For the entries below, repeat exactly each line starting with the one that contains "For every instance of the small" and going on through the one that contains "For every instance of the asphalt", and no others.
*** Block opens ***
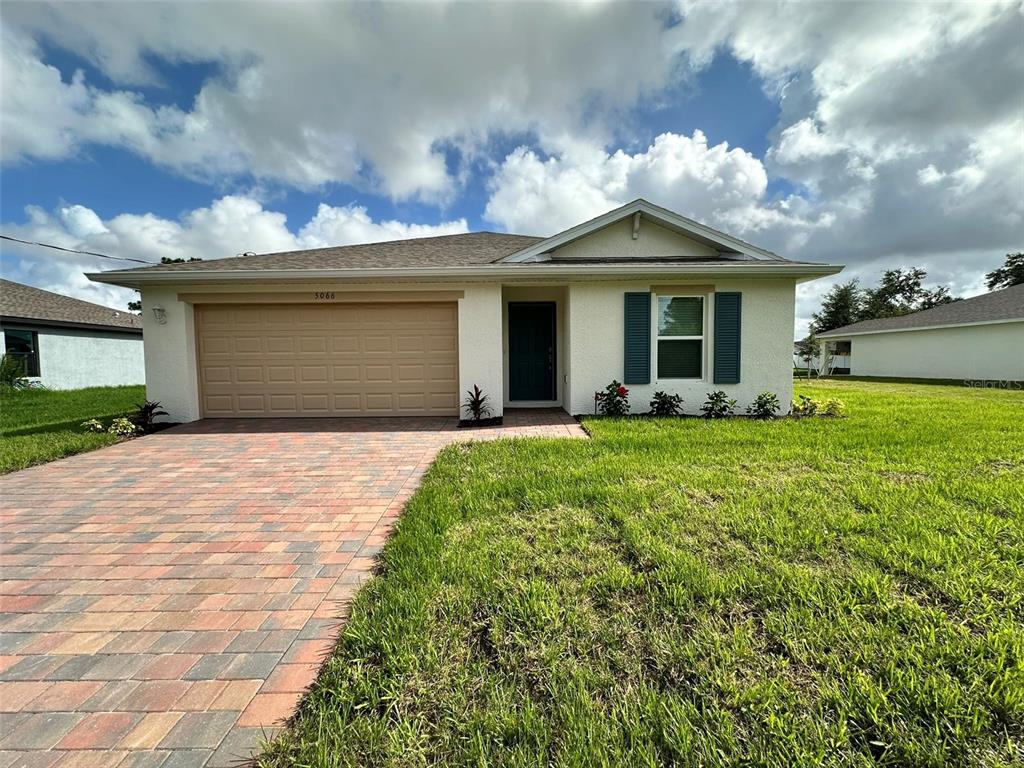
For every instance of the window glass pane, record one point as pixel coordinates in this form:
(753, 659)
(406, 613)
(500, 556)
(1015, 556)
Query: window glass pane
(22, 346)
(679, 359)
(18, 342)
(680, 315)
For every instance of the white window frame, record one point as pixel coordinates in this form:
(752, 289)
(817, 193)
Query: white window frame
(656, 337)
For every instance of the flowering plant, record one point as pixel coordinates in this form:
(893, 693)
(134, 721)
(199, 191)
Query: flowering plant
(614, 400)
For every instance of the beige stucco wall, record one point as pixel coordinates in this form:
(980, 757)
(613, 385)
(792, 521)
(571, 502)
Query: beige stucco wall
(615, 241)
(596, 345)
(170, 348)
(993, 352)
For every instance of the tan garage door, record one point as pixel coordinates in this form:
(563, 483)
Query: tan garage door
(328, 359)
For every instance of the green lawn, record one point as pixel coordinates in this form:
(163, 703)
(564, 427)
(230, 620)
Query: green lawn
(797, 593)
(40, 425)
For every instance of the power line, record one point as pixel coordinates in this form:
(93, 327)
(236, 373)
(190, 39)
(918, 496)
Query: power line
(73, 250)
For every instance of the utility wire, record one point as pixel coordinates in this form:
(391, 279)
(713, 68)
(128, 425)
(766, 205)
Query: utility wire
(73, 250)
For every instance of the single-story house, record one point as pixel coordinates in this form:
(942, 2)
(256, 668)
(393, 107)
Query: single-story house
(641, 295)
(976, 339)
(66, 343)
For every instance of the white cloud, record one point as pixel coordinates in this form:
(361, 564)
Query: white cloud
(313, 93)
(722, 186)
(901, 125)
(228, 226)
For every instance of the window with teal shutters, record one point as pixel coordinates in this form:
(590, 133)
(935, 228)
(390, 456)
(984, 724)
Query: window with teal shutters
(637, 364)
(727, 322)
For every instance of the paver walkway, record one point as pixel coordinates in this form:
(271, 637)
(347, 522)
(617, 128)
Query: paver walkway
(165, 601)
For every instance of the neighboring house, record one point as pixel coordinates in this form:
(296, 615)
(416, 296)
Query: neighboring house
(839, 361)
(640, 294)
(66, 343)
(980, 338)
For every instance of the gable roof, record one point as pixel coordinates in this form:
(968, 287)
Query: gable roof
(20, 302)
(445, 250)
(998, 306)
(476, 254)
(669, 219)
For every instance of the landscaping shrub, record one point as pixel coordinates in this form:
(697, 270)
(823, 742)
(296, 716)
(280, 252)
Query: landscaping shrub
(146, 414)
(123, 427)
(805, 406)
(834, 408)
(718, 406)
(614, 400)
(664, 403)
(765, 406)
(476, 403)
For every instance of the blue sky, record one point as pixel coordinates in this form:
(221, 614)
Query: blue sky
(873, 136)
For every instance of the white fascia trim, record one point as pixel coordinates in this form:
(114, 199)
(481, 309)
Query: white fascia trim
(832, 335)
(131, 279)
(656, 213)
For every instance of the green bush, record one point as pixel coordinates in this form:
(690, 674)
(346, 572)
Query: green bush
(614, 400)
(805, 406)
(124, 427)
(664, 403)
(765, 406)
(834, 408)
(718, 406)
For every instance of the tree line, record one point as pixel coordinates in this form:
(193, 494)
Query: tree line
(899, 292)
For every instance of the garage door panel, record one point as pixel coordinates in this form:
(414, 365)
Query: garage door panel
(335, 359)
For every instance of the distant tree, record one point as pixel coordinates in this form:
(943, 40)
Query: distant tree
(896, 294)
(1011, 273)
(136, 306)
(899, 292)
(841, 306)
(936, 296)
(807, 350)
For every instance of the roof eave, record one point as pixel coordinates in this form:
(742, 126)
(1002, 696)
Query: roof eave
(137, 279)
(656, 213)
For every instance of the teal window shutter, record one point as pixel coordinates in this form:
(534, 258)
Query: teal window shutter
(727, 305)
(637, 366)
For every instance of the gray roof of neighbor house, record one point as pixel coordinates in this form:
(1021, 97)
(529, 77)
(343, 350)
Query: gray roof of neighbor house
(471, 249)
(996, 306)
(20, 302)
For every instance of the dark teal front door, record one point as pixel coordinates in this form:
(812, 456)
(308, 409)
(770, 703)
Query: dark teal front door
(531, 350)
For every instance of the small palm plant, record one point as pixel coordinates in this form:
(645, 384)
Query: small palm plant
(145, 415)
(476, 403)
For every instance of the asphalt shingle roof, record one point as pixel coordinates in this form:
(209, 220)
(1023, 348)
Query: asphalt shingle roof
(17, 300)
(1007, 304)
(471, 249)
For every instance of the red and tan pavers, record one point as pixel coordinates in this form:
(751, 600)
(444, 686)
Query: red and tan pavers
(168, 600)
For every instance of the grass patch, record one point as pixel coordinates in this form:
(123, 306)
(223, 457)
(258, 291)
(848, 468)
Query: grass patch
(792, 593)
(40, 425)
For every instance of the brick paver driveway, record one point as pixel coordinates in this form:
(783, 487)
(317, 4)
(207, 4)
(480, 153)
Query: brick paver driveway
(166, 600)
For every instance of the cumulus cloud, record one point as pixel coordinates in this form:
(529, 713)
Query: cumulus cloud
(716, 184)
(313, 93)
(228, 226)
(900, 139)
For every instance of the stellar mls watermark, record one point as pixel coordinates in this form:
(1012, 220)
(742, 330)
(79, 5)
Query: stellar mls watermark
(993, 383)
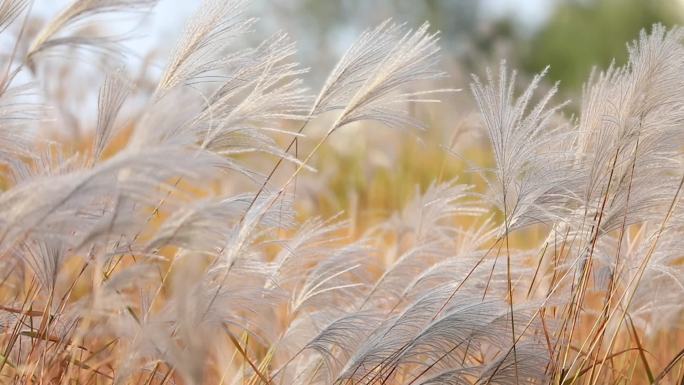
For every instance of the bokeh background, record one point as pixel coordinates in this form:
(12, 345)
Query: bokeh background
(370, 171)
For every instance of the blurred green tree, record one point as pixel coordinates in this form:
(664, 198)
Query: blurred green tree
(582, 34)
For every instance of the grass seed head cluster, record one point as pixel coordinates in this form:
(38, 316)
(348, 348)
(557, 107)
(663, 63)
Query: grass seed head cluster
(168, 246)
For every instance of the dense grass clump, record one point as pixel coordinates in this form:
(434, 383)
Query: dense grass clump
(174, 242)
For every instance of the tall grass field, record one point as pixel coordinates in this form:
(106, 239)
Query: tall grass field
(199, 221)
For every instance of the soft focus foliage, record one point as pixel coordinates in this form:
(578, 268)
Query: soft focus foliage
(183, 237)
*** Block closes ***
*** Block opens ***
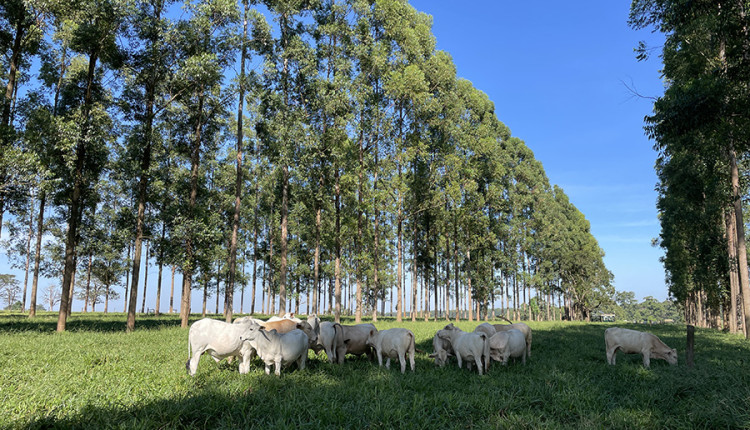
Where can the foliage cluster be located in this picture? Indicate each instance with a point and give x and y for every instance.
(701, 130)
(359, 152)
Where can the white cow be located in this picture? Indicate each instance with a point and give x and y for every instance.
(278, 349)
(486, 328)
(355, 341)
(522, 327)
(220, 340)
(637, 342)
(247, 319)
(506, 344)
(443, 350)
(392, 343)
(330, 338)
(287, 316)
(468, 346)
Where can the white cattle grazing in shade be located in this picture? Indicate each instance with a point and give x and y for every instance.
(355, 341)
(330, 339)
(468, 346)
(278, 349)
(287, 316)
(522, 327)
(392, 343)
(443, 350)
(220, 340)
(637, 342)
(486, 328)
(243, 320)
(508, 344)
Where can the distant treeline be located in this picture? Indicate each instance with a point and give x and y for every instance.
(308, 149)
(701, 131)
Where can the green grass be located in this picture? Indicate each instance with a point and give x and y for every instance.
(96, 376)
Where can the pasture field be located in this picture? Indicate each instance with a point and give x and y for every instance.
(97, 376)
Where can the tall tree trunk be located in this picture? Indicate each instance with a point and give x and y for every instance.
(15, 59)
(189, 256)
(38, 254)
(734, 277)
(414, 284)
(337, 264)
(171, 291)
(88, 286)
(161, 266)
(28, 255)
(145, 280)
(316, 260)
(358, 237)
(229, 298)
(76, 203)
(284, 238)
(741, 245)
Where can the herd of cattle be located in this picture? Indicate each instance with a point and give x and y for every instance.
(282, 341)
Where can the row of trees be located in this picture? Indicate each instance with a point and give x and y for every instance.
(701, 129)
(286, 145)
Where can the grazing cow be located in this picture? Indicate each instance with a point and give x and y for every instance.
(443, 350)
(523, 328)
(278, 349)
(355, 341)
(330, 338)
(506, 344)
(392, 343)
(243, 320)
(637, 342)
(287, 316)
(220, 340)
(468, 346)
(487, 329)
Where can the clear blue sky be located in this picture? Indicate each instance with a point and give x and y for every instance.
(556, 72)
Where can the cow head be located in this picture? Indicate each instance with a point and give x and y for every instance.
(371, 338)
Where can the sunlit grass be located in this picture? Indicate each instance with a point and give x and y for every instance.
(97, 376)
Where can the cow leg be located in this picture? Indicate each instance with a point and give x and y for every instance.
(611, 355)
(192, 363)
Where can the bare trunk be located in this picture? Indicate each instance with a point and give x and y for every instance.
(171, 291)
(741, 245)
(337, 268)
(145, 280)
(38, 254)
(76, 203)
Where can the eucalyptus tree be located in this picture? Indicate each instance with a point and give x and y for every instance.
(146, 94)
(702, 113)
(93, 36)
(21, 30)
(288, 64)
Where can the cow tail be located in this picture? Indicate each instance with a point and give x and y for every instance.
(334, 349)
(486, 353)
*** Block closes ***
Task solution =
For every instance of the small palm plant, record one point as pixel coordinates in this form:
(645, 384)
Query: small palm plant
(145, 415)
(476, 403)
For every instance of the asphalt shingle roof, record one point as pixel coordinates in this form:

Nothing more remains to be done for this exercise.